PASSAGE PROVIDED

[11/2024] One paper with my intern students got accepted at DATE'25!

[11/2024] I will co-organize a workshop on AR/VR Computing at ASPLOS'25!

[10/2024] One paper got accepted at WACV'25!

[10/2024] Our survey on Parameter efficient finetuning is accepted by Transactions on Machine Learning Research (TMLR)!

[10/2024] I am serving as a PC of DAC'25 and ISCA'25, please consider to submit your great work there!

[10/2024] One paper got accepted at IEDM'24!

[9/2024] One paper got accepted at EMNLP'24!

[9/2024] I received a gift fund from Meta. Thank you Meta!

[9/2024] One paper got accepted at ASPDAC'25!

[8/2024] Serving as the session chair of ISLPED'24.

[7/2024] One paper got accepted at MLCAD'24!

[7/2024] I am serving as a PC of HPCA'25.

[6/2024] I delivered a talk on Efficient LLM and Accelerator Design to Andes Technology.

[6/2024] One paper get accepted at ICPP'24!

[5/2024] Our paper on AR/VR system simulation got accepted at ACM TODAES!

[5/2024] Two papers get accepted at ISLPED'24!

[4/2024] Check our our latest survey on Parameter Efficient Fine-tuning (PEFT) for Large Models. This work is done with my talented intern students. From algorithm design to hardware efficiency and system implementation, this comprehensive survey covers multiple aspects of PEFT research nowadays.

[3/2024] One paper with my intern student wenshuo, got accepted in NAACL'24!

[2/2024] Two papers accepted in ISQED'24.

WHAT NEEDS TO BE DONE
In the news list, which publication accepted the survey on parameter efficient finetuning?

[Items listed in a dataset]
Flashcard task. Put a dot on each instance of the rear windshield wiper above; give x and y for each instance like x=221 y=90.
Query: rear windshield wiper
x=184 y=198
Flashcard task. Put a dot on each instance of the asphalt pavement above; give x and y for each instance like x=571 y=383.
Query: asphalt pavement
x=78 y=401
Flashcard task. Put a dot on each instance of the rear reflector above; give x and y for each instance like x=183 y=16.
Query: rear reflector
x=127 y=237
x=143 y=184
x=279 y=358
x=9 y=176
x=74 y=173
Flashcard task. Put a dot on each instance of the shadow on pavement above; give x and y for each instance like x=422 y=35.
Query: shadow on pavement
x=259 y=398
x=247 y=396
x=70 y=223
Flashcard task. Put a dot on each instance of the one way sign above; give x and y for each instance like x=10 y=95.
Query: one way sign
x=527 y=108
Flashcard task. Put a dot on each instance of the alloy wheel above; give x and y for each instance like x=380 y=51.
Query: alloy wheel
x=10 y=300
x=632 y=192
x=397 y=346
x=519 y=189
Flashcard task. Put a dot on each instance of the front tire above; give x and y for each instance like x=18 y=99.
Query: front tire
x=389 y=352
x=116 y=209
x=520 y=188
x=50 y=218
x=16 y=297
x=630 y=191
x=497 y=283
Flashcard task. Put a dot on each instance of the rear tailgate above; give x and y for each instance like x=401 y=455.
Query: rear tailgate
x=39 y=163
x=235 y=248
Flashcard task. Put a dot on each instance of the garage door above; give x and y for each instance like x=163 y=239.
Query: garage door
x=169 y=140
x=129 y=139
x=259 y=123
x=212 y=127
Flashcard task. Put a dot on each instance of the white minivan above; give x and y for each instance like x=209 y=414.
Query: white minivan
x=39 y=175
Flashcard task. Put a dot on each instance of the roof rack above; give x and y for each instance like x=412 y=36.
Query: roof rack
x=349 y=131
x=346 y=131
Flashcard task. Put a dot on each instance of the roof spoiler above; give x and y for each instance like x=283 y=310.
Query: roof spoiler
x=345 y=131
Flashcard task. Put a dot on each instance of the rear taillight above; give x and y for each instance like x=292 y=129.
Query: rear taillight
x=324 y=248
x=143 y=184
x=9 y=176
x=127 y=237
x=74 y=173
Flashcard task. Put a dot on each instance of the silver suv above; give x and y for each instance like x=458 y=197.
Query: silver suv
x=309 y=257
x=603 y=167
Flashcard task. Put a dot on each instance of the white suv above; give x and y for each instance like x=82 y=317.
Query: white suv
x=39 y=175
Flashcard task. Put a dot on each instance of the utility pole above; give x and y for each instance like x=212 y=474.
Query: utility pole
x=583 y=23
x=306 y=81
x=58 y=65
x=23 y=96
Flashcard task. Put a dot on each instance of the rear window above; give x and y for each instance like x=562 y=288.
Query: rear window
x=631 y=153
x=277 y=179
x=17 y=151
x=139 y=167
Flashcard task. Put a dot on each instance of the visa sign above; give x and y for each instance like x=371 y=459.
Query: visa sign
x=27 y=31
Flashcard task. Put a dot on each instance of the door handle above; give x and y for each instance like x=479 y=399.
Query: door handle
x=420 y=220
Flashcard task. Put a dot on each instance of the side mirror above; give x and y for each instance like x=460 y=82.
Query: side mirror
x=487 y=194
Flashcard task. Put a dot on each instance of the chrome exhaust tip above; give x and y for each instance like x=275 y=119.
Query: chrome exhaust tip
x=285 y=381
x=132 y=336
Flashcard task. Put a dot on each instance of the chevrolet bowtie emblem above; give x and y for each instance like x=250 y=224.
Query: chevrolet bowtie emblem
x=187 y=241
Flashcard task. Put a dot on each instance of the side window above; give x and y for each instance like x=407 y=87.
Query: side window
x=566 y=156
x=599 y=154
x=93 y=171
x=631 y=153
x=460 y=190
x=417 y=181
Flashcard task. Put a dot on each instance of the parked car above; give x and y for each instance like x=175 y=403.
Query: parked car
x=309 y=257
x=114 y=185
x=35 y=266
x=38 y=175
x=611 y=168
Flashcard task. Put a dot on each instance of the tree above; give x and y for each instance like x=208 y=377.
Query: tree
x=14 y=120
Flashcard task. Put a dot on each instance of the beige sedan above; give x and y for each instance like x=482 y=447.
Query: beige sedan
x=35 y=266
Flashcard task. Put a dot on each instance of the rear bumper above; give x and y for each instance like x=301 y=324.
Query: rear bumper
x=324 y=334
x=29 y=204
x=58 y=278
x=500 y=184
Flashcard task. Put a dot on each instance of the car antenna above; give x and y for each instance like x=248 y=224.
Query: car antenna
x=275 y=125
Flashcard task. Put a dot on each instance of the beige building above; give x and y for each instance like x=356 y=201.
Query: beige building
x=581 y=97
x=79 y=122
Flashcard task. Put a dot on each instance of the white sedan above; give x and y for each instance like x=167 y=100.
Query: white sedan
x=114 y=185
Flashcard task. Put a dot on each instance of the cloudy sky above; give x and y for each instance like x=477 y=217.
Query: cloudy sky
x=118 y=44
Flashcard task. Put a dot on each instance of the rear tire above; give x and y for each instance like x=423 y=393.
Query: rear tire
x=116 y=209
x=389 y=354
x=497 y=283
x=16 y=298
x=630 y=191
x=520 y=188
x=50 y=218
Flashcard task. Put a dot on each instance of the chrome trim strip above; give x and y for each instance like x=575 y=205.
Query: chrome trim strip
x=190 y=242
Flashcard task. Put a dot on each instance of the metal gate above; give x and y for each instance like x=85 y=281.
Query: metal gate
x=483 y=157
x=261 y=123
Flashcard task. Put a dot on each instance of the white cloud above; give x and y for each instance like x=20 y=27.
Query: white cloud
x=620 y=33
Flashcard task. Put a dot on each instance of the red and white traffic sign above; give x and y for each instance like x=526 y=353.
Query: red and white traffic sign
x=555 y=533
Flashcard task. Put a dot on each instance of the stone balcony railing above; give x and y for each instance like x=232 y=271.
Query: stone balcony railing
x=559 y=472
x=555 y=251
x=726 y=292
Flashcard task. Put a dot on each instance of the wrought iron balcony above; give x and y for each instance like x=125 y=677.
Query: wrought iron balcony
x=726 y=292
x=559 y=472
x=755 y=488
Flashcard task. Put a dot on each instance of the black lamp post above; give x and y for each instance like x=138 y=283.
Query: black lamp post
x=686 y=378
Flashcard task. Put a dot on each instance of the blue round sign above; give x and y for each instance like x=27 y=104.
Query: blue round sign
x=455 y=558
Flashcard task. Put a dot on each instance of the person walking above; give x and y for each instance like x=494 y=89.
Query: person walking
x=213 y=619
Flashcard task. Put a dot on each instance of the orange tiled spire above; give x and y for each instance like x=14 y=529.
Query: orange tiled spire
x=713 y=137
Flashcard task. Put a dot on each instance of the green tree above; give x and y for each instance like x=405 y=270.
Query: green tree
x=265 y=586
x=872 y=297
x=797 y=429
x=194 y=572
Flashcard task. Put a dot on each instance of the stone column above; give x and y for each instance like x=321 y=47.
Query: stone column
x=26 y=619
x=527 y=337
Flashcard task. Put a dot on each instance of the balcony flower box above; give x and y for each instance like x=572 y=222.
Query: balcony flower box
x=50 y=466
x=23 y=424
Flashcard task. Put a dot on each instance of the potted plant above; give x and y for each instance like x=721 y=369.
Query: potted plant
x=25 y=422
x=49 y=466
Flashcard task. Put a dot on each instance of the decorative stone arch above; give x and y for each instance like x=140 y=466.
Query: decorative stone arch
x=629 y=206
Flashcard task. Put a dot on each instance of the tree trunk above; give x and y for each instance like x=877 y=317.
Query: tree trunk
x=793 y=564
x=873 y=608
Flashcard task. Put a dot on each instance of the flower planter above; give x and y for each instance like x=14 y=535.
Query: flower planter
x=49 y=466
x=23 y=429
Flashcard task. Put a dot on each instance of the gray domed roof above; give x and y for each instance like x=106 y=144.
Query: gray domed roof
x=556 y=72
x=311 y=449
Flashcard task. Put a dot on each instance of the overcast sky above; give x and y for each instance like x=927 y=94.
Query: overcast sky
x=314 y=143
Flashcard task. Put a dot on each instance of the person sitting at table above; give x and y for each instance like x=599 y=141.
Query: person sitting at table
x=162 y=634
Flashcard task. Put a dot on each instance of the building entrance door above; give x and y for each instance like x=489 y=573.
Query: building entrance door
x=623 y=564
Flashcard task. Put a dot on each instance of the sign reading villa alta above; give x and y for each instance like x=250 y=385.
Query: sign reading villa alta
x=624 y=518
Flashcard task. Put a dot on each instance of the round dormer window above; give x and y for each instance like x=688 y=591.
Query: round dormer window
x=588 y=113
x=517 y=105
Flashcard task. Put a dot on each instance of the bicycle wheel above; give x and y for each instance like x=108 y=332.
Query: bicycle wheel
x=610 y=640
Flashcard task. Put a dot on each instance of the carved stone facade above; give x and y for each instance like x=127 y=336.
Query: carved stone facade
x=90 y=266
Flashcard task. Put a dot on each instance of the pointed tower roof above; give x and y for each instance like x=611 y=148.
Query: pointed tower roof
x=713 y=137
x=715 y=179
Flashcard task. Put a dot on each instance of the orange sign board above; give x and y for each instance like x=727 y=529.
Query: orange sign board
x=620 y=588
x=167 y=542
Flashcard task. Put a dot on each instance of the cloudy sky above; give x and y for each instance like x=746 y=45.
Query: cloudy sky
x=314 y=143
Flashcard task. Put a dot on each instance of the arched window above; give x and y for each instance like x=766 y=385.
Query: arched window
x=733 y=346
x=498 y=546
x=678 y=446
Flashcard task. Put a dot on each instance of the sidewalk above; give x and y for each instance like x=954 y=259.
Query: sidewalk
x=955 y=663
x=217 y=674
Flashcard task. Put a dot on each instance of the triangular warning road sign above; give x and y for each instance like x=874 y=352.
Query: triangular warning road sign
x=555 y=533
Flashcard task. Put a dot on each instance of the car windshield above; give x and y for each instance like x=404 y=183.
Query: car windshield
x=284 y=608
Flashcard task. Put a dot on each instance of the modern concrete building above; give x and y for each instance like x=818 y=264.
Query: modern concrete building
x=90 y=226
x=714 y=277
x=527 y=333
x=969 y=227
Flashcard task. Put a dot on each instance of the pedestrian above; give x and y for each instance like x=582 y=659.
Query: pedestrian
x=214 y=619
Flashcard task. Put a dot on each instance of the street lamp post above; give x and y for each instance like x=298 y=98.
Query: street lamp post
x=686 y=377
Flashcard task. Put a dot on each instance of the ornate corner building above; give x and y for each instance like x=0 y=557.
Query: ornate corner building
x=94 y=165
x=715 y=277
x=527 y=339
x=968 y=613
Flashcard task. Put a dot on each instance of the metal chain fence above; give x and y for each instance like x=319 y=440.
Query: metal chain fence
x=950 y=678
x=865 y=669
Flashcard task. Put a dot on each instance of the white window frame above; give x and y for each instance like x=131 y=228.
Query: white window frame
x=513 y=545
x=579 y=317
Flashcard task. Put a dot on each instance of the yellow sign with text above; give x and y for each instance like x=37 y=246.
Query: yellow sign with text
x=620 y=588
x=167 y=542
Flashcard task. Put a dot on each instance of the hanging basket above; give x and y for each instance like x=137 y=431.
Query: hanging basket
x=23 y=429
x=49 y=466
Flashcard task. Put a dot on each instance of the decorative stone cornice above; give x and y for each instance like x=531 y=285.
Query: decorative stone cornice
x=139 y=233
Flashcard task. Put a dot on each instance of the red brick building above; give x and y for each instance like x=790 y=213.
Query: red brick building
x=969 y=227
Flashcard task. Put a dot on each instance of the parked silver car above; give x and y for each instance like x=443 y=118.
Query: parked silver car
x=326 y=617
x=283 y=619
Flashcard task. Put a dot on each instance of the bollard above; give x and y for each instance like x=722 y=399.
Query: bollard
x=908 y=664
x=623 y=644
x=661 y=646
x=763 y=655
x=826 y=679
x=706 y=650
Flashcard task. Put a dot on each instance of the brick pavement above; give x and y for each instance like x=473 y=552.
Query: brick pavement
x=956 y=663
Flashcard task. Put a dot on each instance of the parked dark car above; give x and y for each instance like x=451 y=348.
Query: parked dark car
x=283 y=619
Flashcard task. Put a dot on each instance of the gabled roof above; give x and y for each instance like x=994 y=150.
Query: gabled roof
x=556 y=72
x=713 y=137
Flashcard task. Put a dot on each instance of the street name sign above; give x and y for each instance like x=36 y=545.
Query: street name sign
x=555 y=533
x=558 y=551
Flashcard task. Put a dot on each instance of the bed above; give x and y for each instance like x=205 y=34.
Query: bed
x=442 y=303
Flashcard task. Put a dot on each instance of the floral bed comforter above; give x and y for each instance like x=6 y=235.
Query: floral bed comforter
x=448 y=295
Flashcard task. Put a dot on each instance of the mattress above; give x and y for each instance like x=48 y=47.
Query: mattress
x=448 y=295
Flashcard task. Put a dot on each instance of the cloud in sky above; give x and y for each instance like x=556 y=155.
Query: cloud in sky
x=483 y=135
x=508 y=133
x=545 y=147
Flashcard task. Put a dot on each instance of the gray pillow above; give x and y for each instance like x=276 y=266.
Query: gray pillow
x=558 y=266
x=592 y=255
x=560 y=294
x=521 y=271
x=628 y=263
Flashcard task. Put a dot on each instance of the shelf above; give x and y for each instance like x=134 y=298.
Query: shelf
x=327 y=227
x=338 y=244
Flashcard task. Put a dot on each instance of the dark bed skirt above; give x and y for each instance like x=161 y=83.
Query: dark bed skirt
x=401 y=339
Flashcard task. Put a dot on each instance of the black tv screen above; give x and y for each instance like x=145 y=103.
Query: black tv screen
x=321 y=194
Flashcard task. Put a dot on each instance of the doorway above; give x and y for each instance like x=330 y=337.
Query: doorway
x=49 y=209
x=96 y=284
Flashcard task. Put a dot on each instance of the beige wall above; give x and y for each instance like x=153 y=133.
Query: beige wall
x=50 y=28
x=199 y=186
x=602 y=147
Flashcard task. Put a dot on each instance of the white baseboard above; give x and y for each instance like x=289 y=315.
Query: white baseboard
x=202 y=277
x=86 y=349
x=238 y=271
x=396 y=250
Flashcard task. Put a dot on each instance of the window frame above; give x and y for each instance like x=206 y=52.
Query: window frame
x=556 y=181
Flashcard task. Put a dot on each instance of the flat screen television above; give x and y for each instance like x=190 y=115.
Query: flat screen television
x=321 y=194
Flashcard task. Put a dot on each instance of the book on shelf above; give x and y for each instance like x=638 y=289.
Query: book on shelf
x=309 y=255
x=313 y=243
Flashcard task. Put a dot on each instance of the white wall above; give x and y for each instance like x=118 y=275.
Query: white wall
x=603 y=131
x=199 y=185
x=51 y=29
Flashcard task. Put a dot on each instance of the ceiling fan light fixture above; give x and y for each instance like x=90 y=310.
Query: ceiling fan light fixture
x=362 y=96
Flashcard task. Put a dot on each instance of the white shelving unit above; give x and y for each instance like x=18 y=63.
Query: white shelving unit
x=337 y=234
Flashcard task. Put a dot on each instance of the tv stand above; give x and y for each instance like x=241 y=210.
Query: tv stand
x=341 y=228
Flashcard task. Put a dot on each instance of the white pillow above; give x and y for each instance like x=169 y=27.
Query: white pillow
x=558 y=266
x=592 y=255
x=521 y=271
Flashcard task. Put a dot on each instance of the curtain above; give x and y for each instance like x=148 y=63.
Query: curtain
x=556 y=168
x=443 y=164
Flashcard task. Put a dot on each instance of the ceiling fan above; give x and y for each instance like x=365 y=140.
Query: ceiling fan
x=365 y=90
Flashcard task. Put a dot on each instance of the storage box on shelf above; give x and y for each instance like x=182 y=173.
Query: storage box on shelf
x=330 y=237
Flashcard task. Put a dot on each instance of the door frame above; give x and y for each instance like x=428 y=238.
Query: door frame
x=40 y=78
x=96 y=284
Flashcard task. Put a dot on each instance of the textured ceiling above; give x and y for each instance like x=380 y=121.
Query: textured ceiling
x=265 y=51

WRITTEN ANSWER
Transactions on Machine Learning Research (TMLR).